• Records for the task
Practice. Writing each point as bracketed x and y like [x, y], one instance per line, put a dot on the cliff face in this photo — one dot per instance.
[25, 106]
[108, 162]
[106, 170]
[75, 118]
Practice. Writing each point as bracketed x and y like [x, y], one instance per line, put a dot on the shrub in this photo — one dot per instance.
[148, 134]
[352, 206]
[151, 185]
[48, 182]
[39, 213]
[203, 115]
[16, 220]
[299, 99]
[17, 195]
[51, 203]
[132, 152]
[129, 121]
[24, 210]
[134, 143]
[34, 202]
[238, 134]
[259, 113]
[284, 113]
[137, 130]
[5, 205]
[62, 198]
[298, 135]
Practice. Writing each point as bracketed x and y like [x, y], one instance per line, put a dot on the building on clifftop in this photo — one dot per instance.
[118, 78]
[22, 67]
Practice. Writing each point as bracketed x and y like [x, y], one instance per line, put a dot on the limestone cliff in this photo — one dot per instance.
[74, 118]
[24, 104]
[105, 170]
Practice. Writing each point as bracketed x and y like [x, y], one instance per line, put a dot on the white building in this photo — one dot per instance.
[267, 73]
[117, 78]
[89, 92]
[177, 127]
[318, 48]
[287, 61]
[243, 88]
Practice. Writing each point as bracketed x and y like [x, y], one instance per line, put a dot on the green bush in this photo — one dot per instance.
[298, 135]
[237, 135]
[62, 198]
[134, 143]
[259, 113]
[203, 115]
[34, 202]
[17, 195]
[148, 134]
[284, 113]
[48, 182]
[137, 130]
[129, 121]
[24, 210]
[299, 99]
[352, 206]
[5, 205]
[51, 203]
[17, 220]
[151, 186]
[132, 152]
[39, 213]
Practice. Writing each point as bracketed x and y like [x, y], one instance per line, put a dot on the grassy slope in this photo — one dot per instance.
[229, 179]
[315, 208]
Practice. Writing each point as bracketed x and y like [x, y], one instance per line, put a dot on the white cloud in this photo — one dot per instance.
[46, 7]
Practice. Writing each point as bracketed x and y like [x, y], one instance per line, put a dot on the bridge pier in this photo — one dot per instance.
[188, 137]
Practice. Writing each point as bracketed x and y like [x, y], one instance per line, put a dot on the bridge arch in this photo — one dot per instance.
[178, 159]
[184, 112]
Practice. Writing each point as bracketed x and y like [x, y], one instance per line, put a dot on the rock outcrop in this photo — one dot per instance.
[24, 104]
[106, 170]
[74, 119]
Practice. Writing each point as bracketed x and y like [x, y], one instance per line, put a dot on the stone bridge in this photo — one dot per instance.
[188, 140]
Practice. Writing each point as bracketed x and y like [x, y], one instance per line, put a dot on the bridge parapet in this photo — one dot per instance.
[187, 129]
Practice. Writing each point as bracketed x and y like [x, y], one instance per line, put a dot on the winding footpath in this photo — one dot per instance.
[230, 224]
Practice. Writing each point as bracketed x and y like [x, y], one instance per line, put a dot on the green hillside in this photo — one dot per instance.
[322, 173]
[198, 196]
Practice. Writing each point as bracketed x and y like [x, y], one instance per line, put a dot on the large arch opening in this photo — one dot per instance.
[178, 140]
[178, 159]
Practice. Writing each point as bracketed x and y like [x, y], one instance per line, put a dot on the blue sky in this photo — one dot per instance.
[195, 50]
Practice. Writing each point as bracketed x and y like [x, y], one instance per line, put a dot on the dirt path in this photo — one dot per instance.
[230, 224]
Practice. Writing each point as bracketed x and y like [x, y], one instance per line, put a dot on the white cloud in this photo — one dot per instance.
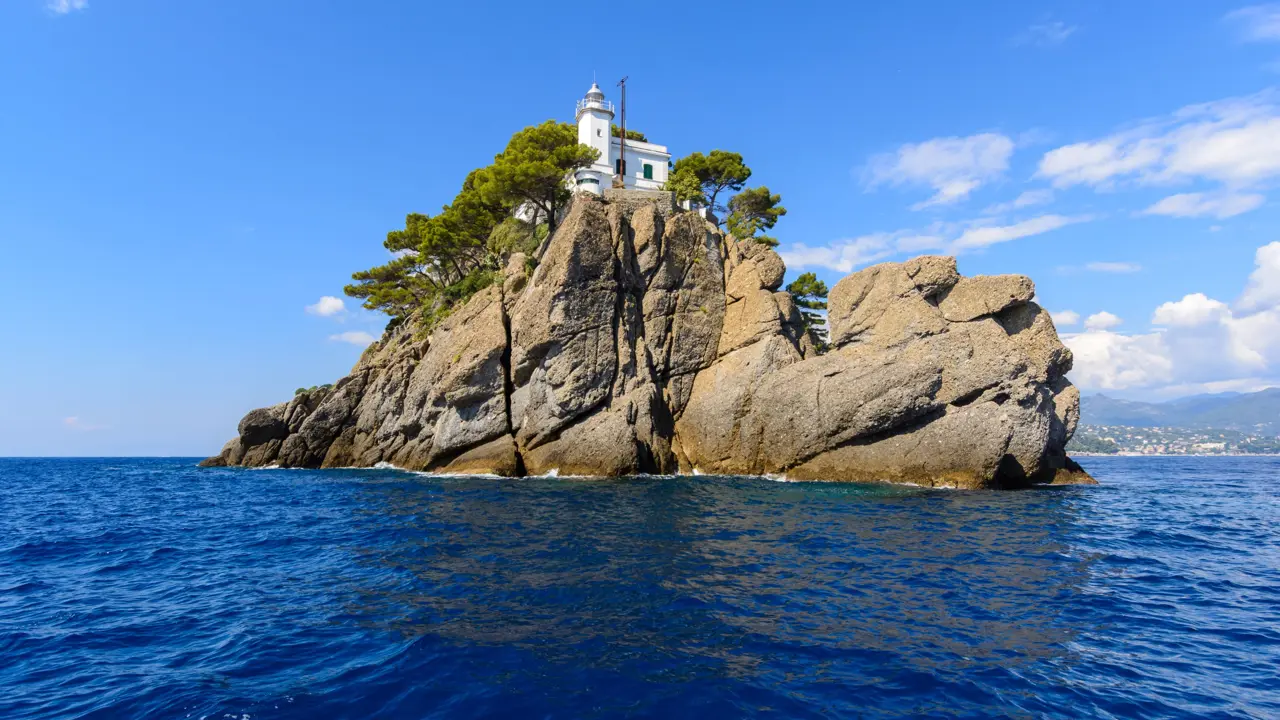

• Stated problem
Convert all the records above into a Markdown table with the columns "Row" and "Line". Number each row, skip blank lines, and leave the pictures out.

• Exercise result
| Row | Line |
|---|---|
| 1 | Practice. Writing each point as bracketed x and y like [x, y], one instance per line, put a dot on the cliff face in this photo — one dot per instance. |
| 2 | [25, 106] |
| 3 | [108, 162] |
| 4 | [106, 170] |
| 5 | [75, 118] |
| 6 | Practice. Writing each point as bracketed x and y like [x, y], one instance per line, put a dot on the shrub in this photo — one dot per instance. |
| 7 | [148, 134] |
| 8 | [352, 206] |
| 9 | [151, 185] |
| 10 | [48, 182] |
| 11 | [39, 213] |
| 12 | [203, 115] |
| 13 | [16, 220] |
| 14 | [299, 99] |
| 15 | [17, 195] |
| 16 | [51, 203] |
| 17 | [132, 152] |
| 18 | [129, 121] |
| 19 | [24, 210] |
| 20 | [134, 143] |
| 21 | [34, 202] |
| 22 | [238, 134] |
| 23 | [259, 113] |
| 24 | [284, 113] |
| 25 | [137, 130] |
| 26 | [5, 205] |
| 27 | [62, 198] |
| 28 | [298, 135] |
| 29 | Practice. Writing each point as bracketed x and y like [x, y], one instance per line, put a dot on the building on clifftop in this photo — one dot per instance. |
| 30 | [118, 78] |
| 31 | [22, 67] |
| 32 | Practice. Writing each point as bracketed x and y like [x, y], one instance per line, put a dot on the limestone cliff in this photo — one dot per instance. |
| 33 | [74, 118] |
| 34 | [24, 104] |
| 35 | [105, 170] |
| 36 | Practice. Writing each point as bracketed x and y like [x, y], one instance per line, put a dot on the white building in this photo — one dot per instance. |
| 37 | [267, 73] |
| 38 | [117, 78] |
| 39 | [89, 92] |
| 40 | [177, 127] |
| 41 | [318, 48] |
| 42 | [287, 61] |
| 43 | [243, 88] |
| 44 | Practice. Writing each point as bracketed x and y like [x, y], one instance per line, put a dot on the green bush in this photo — one dot per instance. |
| 45 | [298, 135] |
| 46 | [237, 135] |
| 47 | [62, 198] |
| 48 | [134, 143] |
| 49 | [259, 113] |
| 50 | [203, 115] |
| 51 | [34, 202] |
| 52 | [17, 195] |
| 53 | [148, 134] |
| 54 | [284, 113] |
| 55 | [48, 182] |
| 56 | [137, 130] |
| 57 | [129, 121] |
| 58 | [24, 210] |
| 59 | [299, 99] |
| 60 | [352, 206] |
| 61 | [5, 205] |
| 62 | [51, 203] |
| 63 | [17, 220] |
| 64 | [151, 186] |
| 65 | [132, 152] |
| 66 | [39, 213] |
| 67 | Practice. Writing each point as bracketed x and y like [x, y], one instance per line, put a dot on the grassy slope in this photo — one dot per instance. |
| 68 | [229, 179] |
| 69 | [315, 208] |
| 70 | Practice. Writing each point as bracketed x and y like [x, y], one instance per line, put a dot on the white cloud in this photo — one dot per instance. |
| 71 | [46, 7] |
| 72 | Practice. Writing each point as bracketed x and y like [x, y], one instance per line, put a dot on the bridge pier in this photo — one dot per instance. |
| 73 | [188, 137] |
| 74 | Practice. Writing each point as bracketed x and y like [x, y], one instance per line, put a dot on the bridge arch in this photo — one dot per instance. |
| 75 | [178, 159] |
| 76 | [184, 112] |
| 77 | Practice. Writing each point as bracketed x and y like [x, y], one instance per line, put a dot on the rock outcrop in this photo — one dot per instance. |
| 78 | [24, 104] |
| 79 | [106, 170] |
| 80 | [74, 119] |
| 81 | Practice. Writing each point as bracketed x and y like [x, y], one instance per line, put a dot on the stone bridge in this photo — one dot per instance. |
| 82 | [188, 140] |
| 83 | Practice. Writing each point as bracketed x and y like [x, y], one instance per line, put a dot on the bridge parapet in this photo — one dot per instance. |
| 84 | [187, 129] |
| 85 | Practice. Writing each point as bracketed x and y like [x, y], one instance per line, put a dot on the winding footpath in this photo — one dot per instance. |
| 86 | [230, 224] |
| 87 | Practice. Writing each point as bracketed x and y like [x, y], one instance per line, put a dot on the green hillside in this photo — one dot per instance. |
| 88 | [322, 173] |
| 89 | [198, 196] |
| 90 | Practice. Writing each point as bracketed x and y like [x, y], one instance per line, put a dot on the large arch opening in this photo — one dot per instance. |
| 91 | [178, 140] |
| 92 | [178, 159] |
| 93 | Practice. Writing each point as bracketed x and y like [x, y], one instance per line, put a dot on the blue sky in this photo — one dot per instance. |
| 94 | [195, 50] |
| 95 | Practice. Writing each point as bracketed x and y like [x, y], one instance per line, put a dot on the dirt path in this photo — one dot per instance. |
| 96 | [230, 224] |
| 97 | Practice. Writing each point as bracketed x and y like [x, y], one instance per line, put a dot on the white cloud in this photo — one dot per instance. |